Перед началом одного из спектаклей, который мы играли на Арбате, вдруг прошел слух: к нам едет Мейерхольд.
О Мейерхольде у нас было довольно смутное представление: бывший режиссер императорских театров — и коммунист, заведующий ТЕО Наркомпроса — и футурист. Поставил в Петрограде «Мистерию-буфф», играл и ставил в кино. После Октябрьской революции, когда буржуазный кинопрокат развалился, в Рязани остались две картины с его участием. Одна — «Портрет Дориана Грея» — была сделана им самим. Грея играла очень красивая актриса, а Мейерхольд играл лорда Генри и часто становился спиной к публике — ему это, очевидно, нравилось. Я эту картину видел много раз и хорошо запомнил, но, конечно, ясности об ее авторе она дать не могла. Знали мы также, что Мейерхольд, будучи заведующим ТЕО, поддерживал все начинания самодеятельности.

☆ ☆ ☆ ☆ ☆ ☆ ☆

Выпишите из отрывка о Мейерхольде все характеристики, которые даны ему в предложении, начинающемся со слов «О Мейерхольде у нас было довольно смутное представление».

[Собранные записи данных]
☆ ☆ ☆ ☆ ☆ ☆ ☆

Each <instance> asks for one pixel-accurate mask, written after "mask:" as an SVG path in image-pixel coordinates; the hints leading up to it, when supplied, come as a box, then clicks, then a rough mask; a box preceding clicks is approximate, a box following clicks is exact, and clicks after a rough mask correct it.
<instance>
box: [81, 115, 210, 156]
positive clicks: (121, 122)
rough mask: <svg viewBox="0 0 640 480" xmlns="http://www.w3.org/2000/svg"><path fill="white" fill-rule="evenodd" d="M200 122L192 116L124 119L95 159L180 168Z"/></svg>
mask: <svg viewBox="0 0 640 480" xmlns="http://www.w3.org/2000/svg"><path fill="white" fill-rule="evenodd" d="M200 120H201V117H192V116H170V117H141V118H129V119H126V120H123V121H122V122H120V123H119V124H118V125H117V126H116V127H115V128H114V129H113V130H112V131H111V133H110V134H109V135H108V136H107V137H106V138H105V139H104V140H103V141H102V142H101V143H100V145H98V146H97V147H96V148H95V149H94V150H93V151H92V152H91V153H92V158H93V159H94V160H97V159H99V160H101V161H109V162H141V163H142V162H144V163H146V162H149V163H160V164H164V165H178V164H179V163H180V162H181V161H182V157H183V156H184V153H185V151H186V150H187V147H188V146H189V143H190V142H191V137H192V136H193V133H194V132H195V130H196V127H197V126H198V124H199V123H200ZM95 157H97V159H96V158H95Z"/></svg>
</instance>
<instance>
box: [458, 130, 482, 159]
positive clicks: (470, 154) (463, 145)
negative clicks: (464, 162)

☆ ☆ ☆ ☆ ☆ ☆ ☆

→ **Ответ на задание**:
Бывший режиссер императорских театров, коммунист, заведующий ТЕО Наркомпроса, футурист.